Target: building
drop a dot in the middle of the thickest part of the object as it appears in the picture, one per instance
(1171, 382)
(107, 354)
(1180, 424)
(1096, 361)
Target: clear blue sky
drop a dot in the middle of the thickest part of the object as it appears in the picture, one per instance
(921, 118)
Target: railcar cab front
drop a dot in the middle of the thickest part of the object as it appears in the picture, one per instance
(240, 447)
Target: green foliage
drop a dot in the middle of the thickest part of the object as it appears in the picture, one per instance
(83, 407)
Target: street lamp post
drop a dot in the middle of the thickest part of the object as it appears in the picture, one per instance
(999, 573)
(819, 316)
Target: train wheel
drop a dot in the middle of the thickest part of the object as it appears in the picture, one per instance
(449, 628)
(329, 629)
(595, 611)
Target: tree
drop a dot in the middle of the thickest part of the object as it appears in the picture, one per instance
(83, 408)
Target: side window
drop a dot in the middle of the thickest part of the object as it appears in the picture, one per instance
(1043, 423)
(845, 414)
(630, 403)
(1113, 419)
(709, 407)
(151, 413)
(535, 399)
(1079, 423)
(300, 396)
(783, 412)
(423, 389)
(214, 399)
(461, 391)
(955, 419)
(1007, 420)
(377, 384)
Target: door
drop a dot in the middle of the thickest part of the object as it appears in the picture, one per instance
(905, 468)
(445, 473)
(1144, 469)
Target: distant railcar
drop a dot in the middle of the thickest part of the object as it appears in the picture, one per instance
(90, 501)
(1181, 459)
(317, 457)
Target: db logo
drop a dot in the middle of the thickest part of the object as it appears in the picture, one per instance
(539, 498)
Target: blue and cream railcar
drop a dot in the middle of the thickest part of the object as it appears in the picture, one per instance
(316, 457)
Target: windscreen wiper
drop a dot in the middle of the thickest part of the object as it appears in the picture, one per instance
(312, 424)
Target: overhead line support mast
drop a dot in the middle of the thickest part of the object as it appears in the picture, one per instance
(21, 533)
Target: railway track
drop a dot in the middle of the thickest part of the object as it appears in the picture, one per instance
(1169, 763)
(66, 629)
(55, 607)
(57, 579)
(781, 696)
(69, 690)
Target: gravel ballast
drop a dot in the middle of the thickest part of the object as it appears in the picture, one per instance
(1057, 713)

#### Problem description:
All lines from the one containing "Target: overhead line support mast" through the final line of the records above are to be set down exactly, and no other line is to appear.

#### Response to this exercise:
Target: overhead line support mast
drop a dot in the middle of the thickest part of the object as it appears in the picture, one per instance
(21, 533)
Target: railway track
drop a dot in the middle of the thickest part of the object as it appears in the picture, one per instance
(1169, 763)
(66, 629)
(55, 607)
(57, 579)
(781, 696)
(69, 690)
Target: gravel ballast
drop a dot in the middle of the thickest part of the object as it appears in the picture, one per instance
(1057, 713)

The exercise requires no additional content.